In the quest for sustainable agricultural practices, researchers have turned to an unlikely trio of materials to create an innovative, eco-friendly solution: coconut fiber, banana pseudostem, and water hyacinth. A recent study published in *Advances in Food Science, Sustainable Agriculture, and Agroindustrial Engineering* has developed a sheet-type organic mulch from these natural resources, offering a promising alternative to synthetic options.
The research, led by Nur Anisah Rizky Harahap from Universitas Brawijaya, explores the potential of combining these materials to produce a mulch that is not only cost-effective but also beneficial for soil health and crop productivity. The study’s findings could have significant implications for the agriculture sector, particularly in tropical regions where these materials are abundant.
The process involves drying, alkaline pretreatment, pulping, molding, and oven-drying the materials to create a robust, organic mulch. The resulting product was characterized for its physical, mechanical, and chemical properties. The raw materials exhibited distinct compositions: coconut fiber was rich in lignin and cellulose, banana pseudostem had the highest hemicellulose content, and water hyacinth contained the greatest protein content.
Among the various combinations tested, the treatment with 70% coconut fiber and 30% banana pseudostem (M3P3) showed the highest water absorption capacity, a crucial property for maintaining soil moisture. On the other hand, the treatment with 100% banana pseudostem (P1) achieved the highest tensile strength, indicating its durability in field conditions.
“Our findings suggest that these composite mulches can effectively retain water and release nutrients, which are essential for plant growth,” Harahap explained. “Moreover, the use of natural materials makes them an eco-friendly alternative to synthetic mulches, reducing the environmental impact of agricultural practices.”
The study also confirmed the presence of hydroxyl and carbonyl functional groups and a porous surface morphology, further supporting the mulch’s ability to retain water and release nutrients. These properties make the composite mulch a promising tool for sustainable agriculture, particularly in regions where water scarcity and soil degradation are significant challenges.
The commercial impact of this research could be substantial. Farmers could benefit from a cost-effective, locally sourced mulch that improves soil health and crop yields. Additionally, the use of water hyacinth, often considered a nuisance plant, could provide a new revenue stream for communities struggling with its proliferation.
As the agriculture sector continues to seek sustainable solutions, this research offers a glimpse into the potential of natural, composite materials. The findings could pave the way for further innovations in agroindustrial engineering, shaping the future of sustainable agriculture.

--------------------

**What is required**: Copy the passage of the organic mulch article starting with "In the quest" and going on through "materials are abundant.", changing "mulch" to "ground cover" throughout. The records that come next are separate material, unrelated to the article.

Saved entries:
--------------------

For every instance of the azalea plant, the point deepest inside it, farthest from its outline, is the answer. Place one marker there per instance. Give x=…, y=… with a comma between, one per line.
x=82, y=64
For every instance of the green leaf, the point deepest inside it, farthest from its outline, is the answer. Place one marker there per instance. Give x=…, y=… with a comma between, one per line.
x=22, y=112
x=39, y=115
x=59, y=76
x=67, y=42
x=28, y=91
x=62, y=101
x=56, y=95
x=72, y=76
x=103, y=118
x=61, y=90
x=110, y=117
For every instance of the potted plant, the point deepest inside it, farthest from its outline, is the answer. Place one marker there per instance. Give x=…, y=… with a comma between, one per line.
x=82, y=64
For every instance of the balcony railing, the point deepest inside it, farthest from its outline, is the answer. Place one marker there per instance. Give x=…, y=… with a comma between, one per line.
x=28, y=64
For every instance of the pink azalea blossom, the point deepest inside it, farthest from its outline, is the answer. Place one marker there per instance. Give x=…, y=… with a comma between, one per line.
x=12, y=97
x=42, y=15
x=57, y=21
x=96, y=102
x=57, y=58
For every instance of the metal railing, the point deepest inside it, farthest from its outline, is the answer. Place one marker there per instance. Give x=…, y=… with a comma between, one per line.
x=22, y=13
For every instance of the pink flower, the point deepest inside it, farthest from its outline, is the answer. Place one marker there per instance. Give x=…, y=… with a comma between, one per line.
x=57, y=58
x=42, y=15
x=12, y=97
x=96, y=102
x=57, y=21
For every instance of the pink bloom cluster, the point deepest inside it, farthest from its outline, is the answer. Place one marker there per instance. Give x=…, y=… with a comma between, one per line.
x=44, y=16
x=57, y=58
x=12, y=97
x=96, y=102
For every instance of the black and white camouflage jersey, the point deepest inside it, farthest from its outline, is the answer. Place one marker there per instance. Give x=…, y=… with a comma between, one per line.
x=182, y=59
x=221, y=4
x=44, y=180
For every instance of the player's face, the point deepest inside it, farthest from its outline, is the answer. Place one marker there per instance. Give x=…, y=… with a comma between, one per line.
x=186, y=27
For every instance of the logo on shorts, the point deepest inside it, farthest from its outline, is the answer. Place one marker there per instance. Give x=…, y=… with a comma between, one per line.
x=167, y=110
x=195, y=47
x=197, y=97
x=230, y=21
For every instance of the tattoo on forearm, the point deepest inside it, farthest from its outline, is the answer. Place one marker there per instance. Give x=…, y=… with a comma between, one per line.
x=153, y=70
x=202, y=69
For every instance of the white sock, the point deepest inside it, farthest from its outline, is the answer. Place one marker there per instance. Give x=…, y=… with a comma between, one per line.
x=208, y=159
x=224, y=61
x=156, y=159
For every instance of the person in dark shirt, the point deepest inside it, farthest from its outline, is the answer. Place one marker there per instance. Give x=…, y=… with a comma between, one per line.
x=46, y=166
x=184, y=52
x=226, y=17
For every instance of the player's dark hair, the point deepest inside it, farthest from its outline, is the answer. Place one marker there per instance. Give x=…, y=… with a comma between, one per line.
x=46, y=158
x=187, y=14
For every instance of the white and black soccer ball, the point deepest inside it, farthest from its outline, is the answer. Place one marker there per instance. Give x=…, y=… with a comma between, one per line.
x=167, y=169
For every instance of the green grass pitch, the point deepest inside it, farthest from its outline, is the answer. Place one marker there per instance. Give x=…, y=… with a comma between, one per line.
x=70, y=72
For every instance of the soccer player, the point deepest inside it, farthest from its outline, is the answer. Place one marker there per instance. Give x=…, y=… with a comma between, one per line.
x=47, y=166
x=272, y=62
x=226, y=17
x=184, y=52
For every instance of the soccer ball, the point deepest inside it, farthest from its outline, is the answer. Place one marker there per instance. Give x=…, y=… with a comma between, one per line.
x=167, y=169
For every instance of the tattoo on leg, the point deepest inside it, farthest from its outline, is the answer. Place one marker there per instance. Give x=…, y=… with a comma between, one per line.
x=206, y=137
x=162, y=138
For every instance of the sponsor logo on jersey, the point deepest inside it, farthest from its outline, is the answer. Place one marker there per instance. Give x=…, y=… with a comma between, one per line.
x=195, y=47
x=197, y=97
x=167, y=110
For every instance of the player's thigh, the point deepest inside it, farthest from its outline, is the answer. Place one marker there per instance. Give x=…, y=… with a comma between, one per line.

--------------------

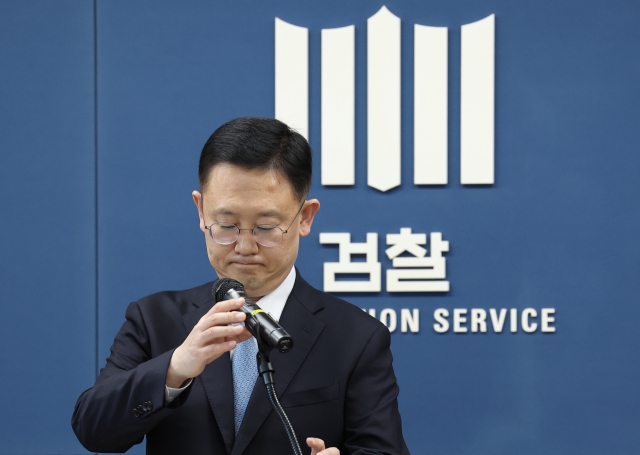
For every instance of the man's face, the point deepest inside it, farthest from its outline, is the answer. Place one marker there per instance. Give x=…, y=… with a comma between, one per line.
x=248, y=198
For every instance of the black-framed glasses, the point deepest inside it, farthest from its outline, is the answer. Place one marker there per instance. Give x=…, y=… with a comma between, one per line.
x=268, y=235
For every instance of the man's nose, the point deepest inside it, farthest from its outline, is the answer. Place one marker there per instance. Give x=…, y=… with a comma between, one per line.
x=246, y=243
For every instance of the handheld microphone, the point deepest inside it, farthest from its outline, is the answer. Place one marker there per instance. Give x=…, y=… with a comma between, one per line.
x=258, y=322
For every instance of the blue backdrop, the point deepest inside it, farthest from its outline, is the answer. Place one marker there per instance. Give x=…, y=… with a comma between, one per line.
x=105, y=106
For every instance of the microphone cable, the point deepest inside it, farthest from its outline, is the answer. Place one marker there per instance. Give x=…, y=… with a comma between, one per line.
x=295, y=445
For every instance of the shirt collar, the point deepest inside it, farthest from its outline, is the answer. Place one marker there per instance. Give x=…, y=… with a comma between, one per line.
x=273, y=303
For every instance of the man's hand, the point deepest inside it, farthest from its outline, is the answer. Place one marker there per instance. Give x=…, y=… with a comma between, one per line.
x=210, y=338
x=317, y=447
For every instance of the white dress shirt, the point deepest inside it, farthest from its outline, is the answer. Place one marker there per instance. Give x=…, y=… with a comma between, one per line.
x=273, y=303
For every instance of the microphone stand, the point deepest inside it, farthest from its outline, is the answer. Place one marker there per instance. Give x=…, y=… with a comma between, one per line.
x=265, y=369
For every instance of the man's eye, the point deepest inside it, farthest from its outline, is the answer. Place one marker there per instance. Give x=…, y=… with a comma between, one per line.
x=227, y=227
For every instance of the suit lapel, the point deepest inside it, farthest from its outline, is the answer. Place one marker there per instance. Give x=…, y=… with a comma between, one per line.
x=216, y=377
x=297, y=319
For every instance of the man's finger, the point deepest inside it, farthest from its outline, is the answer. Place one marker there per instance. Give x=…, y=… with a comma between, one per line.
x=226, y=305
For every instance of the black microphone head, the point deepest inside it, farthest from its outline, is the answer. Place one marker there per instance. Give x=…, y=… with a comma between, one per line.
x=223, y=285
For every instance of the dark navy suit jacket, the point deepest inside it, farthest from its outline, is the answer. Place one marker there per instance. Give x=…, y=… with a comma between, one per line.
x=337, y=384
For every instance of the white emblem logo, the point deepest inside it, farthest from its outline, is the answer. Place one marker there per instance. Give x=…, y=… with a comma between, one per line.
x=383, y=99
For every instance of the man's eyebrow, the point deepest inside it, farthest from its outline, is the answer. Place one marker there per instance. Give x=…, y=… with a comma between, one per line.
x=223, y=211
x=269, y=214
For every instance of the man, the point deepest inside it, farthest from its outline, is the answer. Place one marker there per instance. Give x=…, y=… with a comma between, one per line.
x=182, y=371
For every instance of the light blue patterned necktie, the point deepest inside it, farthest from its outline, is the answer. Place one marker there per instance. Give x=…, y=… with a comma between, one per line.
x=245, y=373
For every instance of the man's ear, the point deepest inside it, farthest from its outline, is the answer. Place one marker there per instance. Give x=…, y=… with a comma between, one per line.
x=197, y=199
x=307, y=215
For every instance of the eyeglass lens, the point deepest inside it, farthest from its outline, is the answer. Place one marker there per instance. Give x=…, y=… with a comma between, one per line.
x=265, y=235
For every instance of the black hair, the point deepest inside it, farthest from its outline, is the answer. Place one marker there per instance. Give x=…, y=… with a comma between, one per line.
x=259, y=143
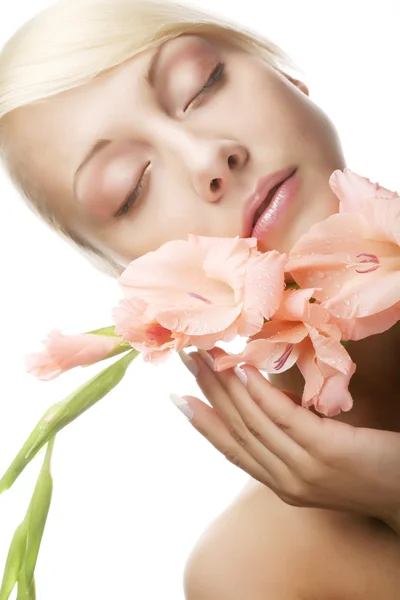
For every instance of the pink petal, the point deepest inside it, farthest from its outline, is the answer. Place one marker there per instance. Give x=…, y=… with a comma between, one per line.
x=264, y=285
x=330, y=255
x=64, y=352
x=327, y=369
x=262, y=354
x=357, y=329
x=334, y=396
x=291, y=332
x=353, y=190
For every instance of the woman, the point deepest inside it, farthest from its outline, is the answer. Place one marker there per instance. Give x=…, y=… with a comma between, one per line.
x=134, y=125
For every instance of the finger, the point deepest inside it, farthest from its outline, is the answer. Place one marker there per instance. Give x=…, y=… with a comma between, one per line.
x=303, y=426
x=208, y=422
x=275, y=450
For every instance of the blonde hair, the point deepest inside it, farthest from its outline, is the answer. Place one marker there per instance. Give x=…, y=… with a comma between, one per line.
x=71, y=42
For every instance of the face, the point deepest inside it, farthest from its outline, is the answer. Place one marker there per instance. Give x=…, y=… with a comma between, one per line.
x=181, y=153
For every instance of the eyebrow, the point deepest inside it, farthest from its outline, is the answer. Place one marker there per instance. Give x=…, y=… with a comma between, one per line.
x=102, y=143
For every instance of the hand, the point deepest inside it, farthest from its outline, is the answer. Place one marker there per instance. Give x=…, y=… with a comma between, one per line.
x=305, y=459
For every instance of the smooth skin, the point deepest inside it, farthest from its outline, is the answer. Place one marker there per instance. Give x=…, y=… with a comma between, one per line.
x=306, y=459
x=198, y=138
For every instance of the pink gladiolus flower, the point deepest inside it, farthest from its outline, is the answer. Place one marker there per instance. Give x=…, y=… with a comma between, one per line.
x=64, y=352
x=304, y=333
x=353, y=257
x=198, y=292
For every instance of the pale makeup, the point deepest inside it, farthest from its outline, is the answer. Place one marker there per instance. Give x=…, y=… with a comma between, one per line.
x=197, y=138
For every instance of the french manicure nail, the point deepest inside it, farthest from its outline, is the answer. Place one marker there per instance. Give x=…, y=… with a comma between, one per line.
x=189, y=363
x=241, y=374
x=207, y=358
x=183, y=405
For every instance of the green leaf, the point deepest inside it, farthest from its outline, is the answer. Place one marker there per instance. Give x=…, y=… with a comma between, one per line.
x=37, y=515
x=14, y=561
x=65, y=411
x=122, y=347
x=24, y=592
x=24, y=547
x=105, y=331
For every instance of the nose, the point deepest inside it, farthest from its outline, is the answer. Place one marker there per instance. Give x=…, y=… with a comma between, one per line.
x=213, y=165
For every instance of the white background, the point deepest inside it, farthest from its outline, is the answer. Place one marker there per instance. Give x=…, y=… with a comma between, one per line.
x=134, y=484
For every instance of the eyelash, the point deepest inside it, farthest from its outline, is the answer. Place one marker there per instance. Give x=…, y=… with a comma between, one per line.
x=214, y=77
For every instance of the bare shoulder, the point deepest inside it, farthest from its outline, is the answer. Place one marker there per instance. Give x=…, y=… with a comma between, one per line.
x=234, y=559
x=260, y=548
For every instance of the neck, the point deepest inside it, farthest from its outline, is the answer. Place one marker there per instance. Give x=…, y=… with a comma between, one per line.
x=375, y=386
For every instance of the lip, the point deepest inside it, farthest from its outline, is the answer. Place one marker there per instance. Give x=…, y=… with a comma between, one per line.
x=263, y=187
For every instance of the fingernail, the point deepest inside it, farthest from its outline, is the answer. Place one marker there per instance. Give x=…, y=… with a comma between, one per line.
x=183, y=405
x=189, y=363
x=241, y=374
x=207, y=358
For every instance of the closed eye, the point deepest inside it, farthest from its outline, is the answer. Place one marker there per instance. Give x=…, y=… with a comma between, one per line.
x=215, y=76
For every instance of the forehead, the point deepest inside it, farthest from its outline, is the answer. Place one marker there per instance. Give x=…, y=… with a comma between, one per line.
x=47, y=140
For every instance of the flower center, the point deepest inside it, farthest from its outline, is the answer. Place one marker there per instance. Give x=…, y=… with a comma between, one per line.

--------------------

**Written solution**:
In the quest for sustainable agricultural practices, researchers have turned to an unlikely trio of materials to create an innovative, eco-friendly solution: coconut fiber, banana pseudostem, and water hyacinth. A recent study published in *Advances in Food Science, Sustainable Agriculture, and Agroindustrial Engineering* has developed a sheet-type organic ground cover from these natural resources, offering a promising alternative to synthetic options.
The research, led by Nur Anisah Rizky Harahap from Universitas Brawijaya, explores the potential of combining these materials to produce a ground cover that is not only cost-effective but also beneficial for soil health and crop productivity. The study’s findings could have significant implications for the agriculture sector, particularly in tropical regions where these materials are abundant.